**EXERCISE INSTRUCTIONS**. Continue the article on David Sacks's prediction that Miami and Austin will replace New York and San Francisco as the finance and tech capitals, starting after its final sentence.

**SELECTED TEXT**.
################

Sacks kicked off a New Year’s social media debate by declaring that Miami will overtake New York as the nation’s financial capital — and that Austin is poised to replace San Francisco as the center of tech.

“As a response to socialism, Miami will replace NYC as the finance capital and Austin will replace SF as the tech capital,” Sacks wrote in a January 1 post on X that ricocheted through tech and venture circles, drawing cheers from anti-coastal contrarians and sharp pushback from defenders of the old hubs.

Linda Yaccarino, the former CEO of X, responded to Sacks with the word “Miami” along with a fire emoji.

Garry Tan, who runs Y Combinator, the influential startup accelerator behind Airbnb, Stripe, and Dropbox, weighed in, saying the firm hasn’t expanded beyond San Francisco because founders are still much more likely to build successful, product-market-fit unicorns in the region.

We haven’t done it yet because it is much more likely that people create successful PMF unicorns staying in SF Bay Area at a rate of 2.5x more

NYC is about 2x

— Garry Tan (@garrytan) December 30, 2025

Tan recently said he would consider opening an Austin outpost if California moves forward with a proposed billionaire tax. The ballot measure would impose a one-time 5% levy on California residents with assets exceeding $1 billion and could go before voters in November if it qualifies.

Sacks urged Tan to reconsider, arguing that a Y Combinator outpost in Austin could become a “self-fulfilling prophecy.” “If YC and others support Austin, it will be successful,” Sacks said.

Musk replied simply, “Yes.” The Pittsburgh-based venture capitalist Brandon Brooks said an Austin outpost “would be the biggest shift for the startup ecosystem in history.”

Sacks is a venture capitalist, podcaster, and one of the earliest members of the so-called “PayPal mafia,” a group of PayPal employees who went on to positions of influence and power in Silicon Valley. His profile surged after he was appointed the Trump administration’s artificial intelligence and crypto czar.

################

**DATA SEGMENT**.
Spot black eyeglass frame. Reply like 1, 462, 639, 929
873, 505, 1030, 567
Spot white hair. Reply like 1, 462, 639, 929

################

**EXERCISE RESULT**.
Sacks’ own firm is already on the move. Craft Ventures said it opened an Austin office in December, with Sacks relocating to the city while the firm maintains offices in New York and San Francisco. Fellow Texans including Elon Musk, Michael Dell, and Joe Lonsdale, one of the cofounders of Palantir, welcomed him with posts.

Business Insider has reached out to the White House for comment.

A debate that raged during the pandemic

The argument Sacks is making isn’t new (one online poster on X even replied with a popular “Grand Theft Auto” video game meme showing the character saying “here we go again.”)

The debate flared during the pandemic, when remote work drove waves of coastal workers to Texas and Florida in search of more space, lower taxes, and a cheaper cost of living. Austin, in particular, ascended as companies like Tesla and Oracle moved into the region, and giants like Google and Facebook expanded their office footprints.

Sacks has also been making the case that high taxes, heavy regulation, and a leftward political turn are driving talent and capital out of legacy power centers like San Francisco and New York.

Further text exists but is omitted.